QUOTED TEXT:
##########

Our concern here is with Mark's last chapter, his narrative of what happened at Jesus' tomb on the Sunday after his death. Before this Gospel appeared, scriptural proclamations of Jesus' resurrection were limited to brief and simple formulaic sentences, such as "God raised him from the dead" (I Thessalonians 1:10). Mark continued the tradition of kerygmatic brevity with regard to the resurrection itself, but he also launched the new biblical genre of narrating stories about what took place immediately after the resurrection.[42] A close look at the final chapter of Mark's Gospel and at other material in the New Testament may lead us to what actually happened at the tomb on April 9, 30 C.E.


1. Easter According to Mark

The Easter story that appears in the last chapter of Mark's Gospel is brief, bare, and deeply disturbing. Besides failing to mention most of the events that traditional Christian piety associates with the first Easter morning, the gospel story ends without the disciples believing that Jesus had been raised from the dead. It concludes instead with the confusion and disbelief of the women who had gone to visit his grave: "They said nothing to anyone, for they were afraid" (Mark 16:8). Given their reaction, we might find ourselves, as we reach the last word of the Gospel, wondering how faith in the risen Jesus came about at all.

##########

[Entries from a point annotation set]

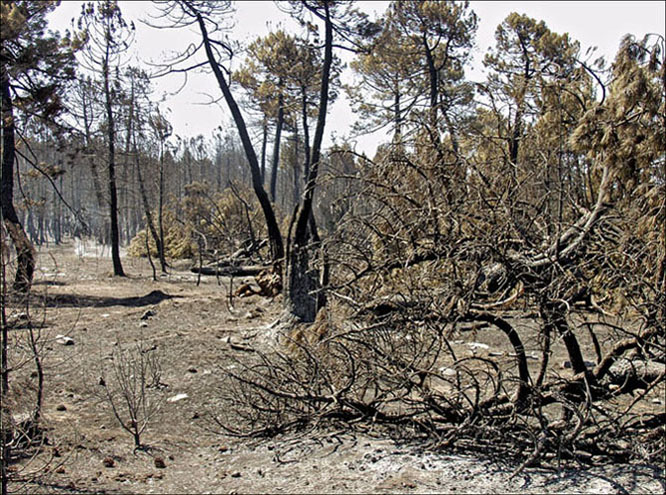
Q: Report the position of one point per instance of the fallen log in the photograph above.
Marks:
(228, 271)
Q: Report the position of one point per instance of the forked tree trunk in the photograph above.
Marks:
(274, 234)
(302, 295)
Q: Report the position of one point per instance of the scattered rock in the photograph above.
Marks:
(148, 314)
(478, 345)
(64, 340)
(447, 371)
(567, 364)
(177, 397)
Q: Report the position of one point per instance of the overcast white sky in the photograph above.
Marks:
(592, 23)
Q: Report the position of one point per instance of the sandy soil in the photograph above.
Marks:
(191, 327)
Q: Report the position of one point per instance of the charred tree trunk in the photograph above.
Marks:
(150, 224)
(113, 193)
(25, 251)
(276, 145)
(274, 235)
(303, 285)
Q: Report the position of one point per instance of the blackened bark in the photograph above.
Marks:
(274, 234)
(276, 145)
(25, 252)
(149, 216)
(113, 193)
(303, 295)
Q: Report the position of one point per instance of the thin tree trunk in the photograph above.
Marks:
(276, 145)
(149, 216)
(113, 195)
(274, 235)
(264, 139)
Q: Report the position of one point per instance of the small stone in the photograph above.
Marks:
(64, 340)
(148, 314)
(177, 397)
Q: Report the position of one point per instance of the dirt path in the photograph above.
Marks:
(191, 328)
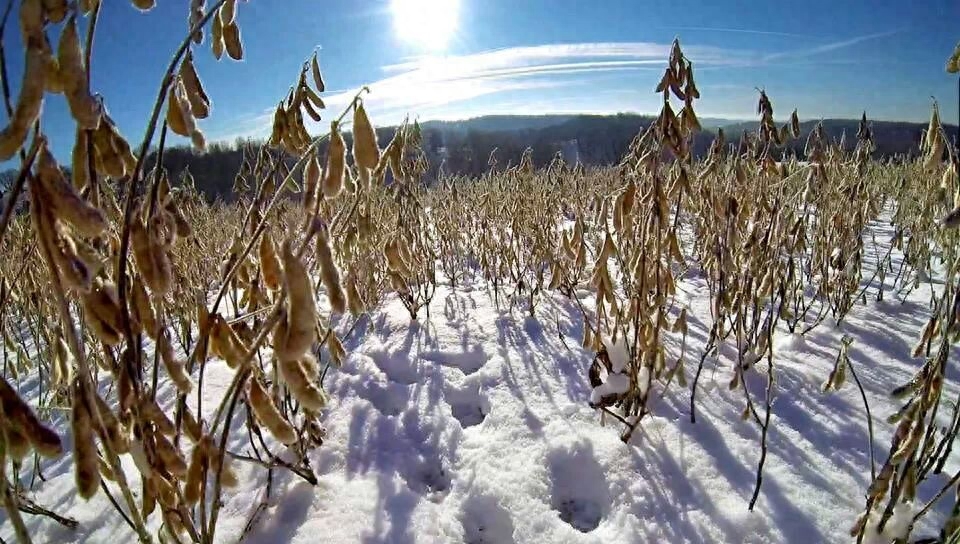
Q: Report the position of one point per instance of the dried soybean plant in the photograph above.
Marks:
(132, 282)
(925, 433)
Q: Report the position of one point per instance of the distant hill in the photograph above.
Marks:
(464, 147)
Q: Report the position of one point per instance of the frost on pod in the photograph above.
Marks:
(609, 378)
(329, 273)
(267, 413)
(19, 419)
(297, 330)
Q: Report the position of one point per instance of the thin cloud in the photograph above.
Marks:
(830, 47)
(441, 86)
(449, 80)
(739, 31)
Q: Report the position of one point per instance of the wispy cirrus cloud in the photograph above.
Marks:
(453, 85)
(447, 80)
(829, 47)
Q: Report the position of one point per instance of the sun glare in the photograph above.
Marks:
(426, 23)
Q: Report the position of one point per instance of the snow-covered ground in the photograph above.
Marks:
(474, 426)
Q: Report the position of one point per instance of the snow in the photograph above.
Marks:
(474, 426)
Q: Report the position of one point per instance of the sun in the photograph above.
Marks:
(426, 23)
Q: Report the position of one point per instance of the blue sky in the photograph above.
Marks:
(827, 58)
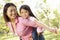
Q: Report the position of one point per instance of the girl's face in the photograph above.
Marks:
(24, 13)
(11, 12)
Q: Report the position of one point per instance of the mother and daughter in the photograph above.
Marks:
(25, 25)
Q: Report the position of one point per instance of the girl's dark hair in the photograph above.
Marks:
(7, 5)
(26, 7)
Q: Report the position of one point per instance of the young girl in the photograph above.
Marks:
(20, 25)
(27, 13)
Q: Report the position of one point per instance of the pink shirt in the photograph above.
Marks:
(23, 27)
(39, 29)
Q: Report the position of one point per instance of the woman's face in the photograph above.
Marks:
(24, 13)
(11, 12)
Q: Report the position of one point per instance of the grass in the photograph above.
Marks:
(47, 35)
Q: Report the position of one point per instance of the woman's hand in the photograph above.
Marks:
(53, 30)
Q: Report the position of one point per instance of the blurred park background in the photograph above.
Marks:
(47, 11)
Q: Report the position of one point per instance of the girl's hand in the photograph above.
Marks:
(53, 30)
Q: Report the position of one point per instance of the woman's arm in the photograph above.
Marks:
(45, 26)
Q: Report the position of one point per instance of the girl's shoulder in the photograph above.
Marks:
(32, 18)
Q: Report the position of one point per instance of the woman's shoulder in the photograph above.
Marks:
(32, 18)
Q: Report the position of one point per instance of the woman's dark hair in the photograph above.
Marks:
(26, 7)
(7, 5)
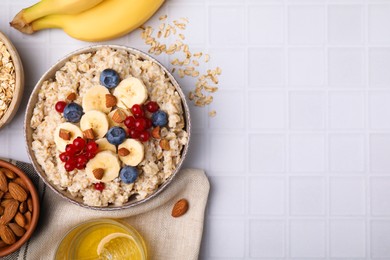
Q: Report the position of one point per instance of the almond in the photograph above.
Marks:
(180, 208)
(64, 134)
(10, 210)
(123, 152)
(88, 134)
(72, 96)
(7, 235)
(164, 144)
(119, 116)
(156, 132)
(17, 192)
(98, 173)
(3, 182)
(110, 100)
(18, 230)
(20, 219)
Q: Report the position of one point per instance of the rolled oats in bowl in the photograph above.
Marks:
(107, 127)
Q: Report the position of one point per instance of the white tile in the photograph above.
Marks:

##########

OBJECTIVES:
- a) In the text on Mark's Easter story, what date is given for the events at Jesus' tomb?
- b) Copy the records from the line with "shirt in the photograph above." up to and including the last line of the records, requests included, and increase every coordinate by 93. Leave the pictures out of your answer.
The text and the records have no connection to each other.

RESPONSES BY TASK:
- a) April 9, 30 C.E.

- b)
Q: Report the position of one point per instance of the pink shirt in the photograph above.
Marks:
(116, 120)
(132, 122)
Q: Report the position of one point per instance of the woman's face in the photograph above.
Marks:
(117, 106)
(104, 105)
Q: Report the position of one point per instance of the grass in the photograph above.
Marks:
(140, 128)
Q: Report the position of one point per instance of the woman's hand in the photograph above.
Marks:
(146, 123)
Q: Report the position of one point per instance of the blurred park background in the photograph above.
Marks:
(140, 104)
Q: Report the position of one point per instance of the girl's hand in the photograph above.
Marks:
(146, 123)
Q: Report the position of one point per instance of the woman's arm in the photograph above.
Marks:
(138, 119)
Q: Report the position of one point per instance of the girl's shoulder in the photograph above.
Marks:
(125, 111)
Q: Report the position of one point per instance of the woman's shoulder in the photograph above.
Marks:
(125, 111)
Q: Report the position of one point per instance of the woman's dark hair in the photograph above.
Marks:
(119, 100)
(100, 98)
Q: Report the position of one point per instance of the almond in the photograph above.
Marks:
(273, 301)
(157, 227)
(103, 303)
(216, 245)
(181, 227)
(165, 189)
(100, 328)
(257, 237)
(212, 209)
(249, 225)
(110, 285)
(191, 266)
(96, 275)
(203, 193)
(111, 323)
(113, 312)
Q: Report the position of one point per instance of the rolled oats in bowl in the photograph above.
Marks:
(200, 220)
Q: Report the position of one point per instance of the white tile in the photograph above.
Marks:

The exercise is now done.